▶ _Text provided_:

________________

Microsoft often touts machine-learning and big data as an area of research with the potential to revolutionize our lives. And that vision seems to now be coming to fruition in the medical field, where Microsoft’s Cortana Intelligence Suite is being used to sift through mountains of medical data.
Last year, Microsoft described how its Bing search engine, relying on machine-learning, started detecting patterns in queries that correlated with the incidence of pancreatic cancer. And just last week, Google announced its own machine-learning algorithms can now identify cancer faster and more accurately than humans. It’s advances like these that are pushing the medical field to look at AI and machine-learning algorithms as indispensable tools for the future of medicine.
Every day medical research papers are being put out revealing new insights. Unfortunately, medical professionals don’t have the time nor the capacity to keep up with what’s being published, so they have to rely on systematic reviews that summarizes all the acquired knowledge. The problem is these systematic reviews, which inform best practices and recommendations from bodies like the NHS and the US NIH, can take years to be put together.
That’s why the UK’s National Institute for Health and Care Excellence (NICE) is now relying on Microsoft’s Cortana Intelligence Suite for sifting through medical data. NICE uses machine-learning algorithms to look at published medical research, categorize it, and feed it to volunteer citizen scientists which then re-categorizes and processes it. This leaves researchers time to go through the final data, interpret and understand it, without having to waste time on the way. It also forms a virtuous cycle, whereby the citizen scientists feed the computer algorithm data and improve it, and the computer algorithm feeds the volunteers better data, speeding up their work.
Advances like these can significantly cut research time, cost, and the time-to-market for key innovations, drugs, or procedures, saving lives overall. It’s also a key step in making sure our doctors and researchers are putting their time to good use, and tackling medical problems, not administrative or logistical ones.

________________

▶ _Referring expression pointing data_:
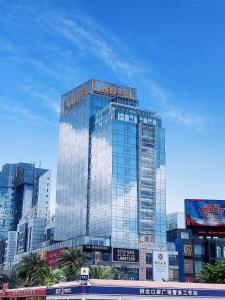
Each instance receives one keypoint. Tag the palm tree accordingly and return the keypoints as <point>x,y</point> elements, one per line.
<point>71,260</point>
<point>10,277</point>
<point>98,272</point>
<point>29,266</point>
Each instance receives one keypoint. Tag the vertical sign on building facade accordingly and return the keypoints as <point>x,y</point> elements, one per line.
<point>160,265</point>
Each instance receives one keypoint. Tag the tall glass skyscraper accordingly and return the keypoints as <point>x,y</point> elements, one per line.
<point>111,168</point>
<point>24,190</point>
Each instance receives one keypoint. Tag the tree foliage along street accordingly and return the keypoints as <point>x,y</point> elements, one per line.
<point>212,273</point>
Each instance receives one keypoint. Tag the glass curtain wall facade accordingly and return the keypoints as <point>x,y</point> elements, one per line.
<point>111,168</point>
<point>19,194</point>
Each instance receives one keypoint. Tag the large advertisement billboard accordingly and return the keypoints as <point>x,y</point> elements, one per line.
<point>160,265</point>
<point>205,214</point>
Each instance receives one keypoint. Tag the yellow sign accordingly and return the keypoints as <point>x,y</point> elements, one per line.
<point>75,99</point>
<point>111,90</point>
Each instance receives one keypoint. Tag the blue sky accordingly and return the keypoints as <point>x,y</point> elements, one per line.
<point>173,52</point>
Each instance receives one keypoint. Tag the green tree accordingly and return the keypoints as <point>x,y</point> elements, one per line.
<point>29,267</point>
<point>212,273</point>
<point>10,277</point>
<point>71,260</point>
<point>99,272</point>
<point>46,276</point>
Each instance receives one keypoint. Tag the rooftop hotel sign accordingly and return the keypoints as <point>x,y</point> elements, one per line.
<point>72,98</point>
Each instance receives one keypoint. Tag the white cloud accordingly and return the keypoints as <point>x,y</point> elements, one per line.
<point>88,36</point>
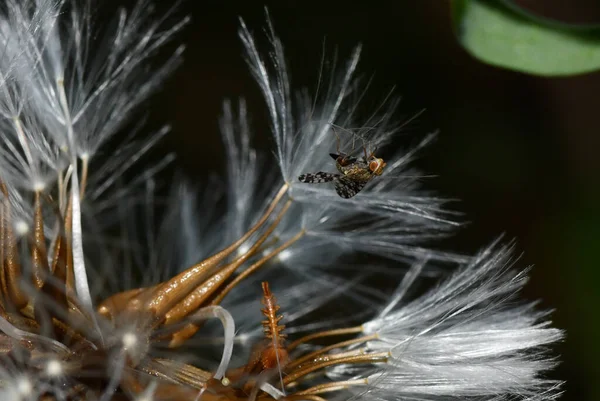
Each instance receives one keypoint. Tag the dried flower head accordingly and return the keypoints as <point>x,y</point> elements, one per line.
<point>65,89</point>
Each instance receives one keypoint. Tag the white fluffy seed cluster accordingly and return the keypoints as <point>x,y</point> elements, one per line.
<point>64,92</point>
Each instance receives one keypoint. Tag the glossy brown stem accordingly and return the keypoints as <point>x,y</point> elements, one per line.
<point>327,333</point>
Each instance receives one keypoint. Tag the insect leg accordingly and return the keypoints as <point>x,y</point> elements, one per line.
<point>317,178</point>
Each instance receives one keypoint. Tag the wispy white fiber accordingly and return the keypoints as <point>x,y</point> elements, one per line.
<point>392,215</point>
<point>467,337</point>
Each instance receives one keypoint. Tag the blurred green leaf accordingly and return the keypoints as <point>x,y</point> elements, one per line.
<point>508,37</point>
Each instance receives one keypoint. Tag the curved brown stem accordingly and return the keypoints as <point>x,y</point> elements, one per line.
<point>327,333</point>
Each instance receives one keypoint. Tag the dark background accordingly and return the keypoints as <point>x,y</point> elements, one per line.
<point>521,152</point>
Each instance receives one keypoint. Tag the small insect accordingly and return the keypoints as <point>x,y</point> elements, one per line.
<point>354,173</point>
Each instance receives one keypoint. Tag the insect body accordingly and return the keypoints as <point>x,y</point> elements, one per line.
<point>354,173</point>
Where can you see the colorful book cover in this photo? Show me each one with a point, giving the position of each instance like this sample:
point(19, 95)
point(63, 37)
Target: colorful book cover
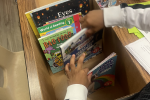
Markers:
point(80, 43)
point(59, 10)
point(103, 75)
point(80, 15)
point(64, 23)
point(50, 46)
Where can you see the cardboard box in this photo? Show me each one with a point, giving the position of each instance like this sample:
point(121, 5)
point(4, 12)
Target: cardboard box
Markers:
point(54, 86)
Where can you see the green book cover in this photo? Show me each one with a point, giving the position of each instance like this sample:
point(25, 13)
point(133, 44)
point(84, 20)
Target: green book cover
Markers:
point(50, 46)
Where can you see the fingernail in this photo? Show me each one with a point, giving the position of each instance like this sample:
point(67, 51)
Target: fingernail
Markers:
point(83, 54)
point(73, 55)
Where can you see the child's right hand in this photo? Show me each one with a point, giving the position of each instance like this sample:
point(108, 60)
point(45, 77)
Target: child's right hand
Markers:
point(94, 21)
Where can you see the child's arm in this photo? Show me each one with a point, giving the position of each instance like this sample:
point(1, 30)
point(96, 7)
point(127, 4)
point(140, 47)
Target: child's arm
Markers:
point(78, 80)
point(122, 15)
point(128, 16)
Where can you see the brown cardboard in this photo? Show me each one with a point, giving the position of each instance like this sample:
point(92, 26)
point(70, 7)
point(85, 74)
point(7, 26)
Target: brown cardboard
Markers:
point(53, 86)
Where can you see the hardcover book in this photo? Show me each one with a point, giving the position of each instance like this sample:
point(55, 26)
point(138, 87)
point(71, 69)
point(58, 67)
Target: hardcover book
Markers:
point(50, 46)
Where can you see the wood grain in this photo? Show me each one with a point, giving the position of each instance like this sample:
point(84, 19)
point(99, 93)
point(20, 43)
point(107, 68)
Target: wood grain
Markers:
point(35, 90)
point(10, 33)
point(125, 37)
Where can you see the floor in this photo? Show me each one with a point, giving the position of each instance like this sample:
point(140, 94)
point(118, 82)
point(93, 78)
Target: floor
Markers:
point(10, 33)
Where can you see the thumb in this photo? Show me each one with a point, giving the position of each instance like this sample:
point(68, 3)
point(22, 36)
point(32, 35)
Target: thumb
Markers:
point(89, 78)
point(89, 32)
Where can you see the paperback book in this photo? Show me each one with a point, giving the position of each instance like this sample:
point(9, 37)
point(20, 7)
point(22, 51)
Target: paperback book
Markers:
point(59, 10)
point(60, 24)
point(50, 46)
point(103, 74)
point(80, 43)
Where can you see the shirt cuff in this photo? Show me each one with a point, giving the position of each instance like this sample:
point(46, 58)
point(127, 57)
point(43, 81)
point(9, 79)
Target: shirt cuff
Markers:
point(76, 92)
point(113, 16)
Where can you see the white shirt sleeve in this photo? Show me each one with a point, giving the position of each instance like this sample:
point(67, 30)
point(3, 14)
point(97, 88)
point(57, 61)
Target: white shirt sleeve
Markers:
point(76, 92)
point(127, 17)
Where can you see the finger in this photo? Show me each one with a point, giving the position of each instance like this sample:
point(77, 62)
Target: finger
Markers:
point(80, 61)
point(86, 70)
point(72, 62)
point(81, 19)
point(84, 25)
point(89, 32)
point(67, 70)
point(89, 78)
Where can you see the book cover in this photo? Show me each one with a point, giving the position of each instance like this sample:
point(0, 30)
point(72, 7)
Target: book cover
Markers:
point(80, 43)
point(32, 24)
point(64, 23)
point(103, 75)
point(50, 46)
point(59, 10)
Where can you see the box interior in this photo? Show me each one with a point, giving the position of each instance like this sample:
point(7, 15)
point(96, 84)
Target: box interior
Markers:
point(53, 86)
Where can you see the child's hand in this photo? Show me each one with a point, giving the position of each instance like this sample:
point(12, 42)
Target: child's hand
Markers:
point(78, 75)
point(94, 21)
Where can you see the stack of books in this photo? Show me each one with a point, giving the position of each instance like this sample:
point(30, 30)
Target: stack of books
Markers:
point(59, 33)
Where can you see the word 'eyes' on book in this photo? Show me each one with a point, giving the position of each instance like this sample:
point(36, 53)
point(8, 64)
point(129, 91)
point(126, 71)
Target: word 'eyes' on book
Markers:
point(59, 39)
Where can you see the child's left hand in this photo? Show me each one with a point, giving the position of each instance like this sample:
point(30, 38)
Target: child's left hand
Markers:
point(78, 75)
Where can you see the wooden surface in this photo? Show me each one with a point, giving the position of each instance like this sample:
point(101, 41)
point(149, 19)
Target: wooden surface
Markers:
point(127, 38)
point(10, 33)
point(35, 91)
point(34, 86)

________________

Answer these from the article on machine learning in medical research:
(a) What did Bing's search engine start detecting patterns in queries that correlated with?
(b) Which two bodies are named as issuing best practices and recommendations informed by systematic reviews?
(c) To whom does NICE feed the medical research after its algorithms categorize it?

(a) The incidence of pancreatic cancer.
(b) The NHS and the US NIH.
(c) Volunteer citizen scientists.